Aim of the exercise –
Repeat every line below exactly as it reads.

[Records from a collection]
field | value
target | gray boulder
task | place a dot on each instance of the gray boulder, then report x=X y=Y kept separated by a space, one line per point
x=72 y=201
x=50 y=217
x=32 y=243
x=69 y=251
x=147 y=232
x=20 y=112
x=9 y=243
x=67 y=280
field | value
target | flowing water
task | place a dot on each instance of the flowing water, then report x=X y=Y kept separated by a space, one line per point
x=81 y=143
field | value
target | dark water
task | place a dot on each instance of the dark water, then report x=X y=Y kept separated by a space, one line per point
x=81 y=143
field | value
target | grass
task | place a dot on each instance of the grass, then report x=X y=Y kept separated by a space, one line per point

Exercise response –
field | value
target | gray boulder
task | place a dot on each instance of the gray boulder, then report x=X y=Y kept separated by a space, one line per point
x=72 y=201
x=50 y=217
x=32 y=243
x=69 y=251
x=147 y=232
x=20 y=112
x=9 y=243
x=67 y=280
field | value
target | flowing water
task | place a dot on each instance of the flowing water, then report x=X y=Y kept separated by a space, one line per point
x=81 y=143
field | value
target | dark water
task | place a dot on each instance of the dark water, then report x=X y=Y kept separated by a space, one line per point
x=81 y=143
field | value
target | grass
task | place a dot on each instance of the grass, then report x=X y=Y kept separated by a space, one line per point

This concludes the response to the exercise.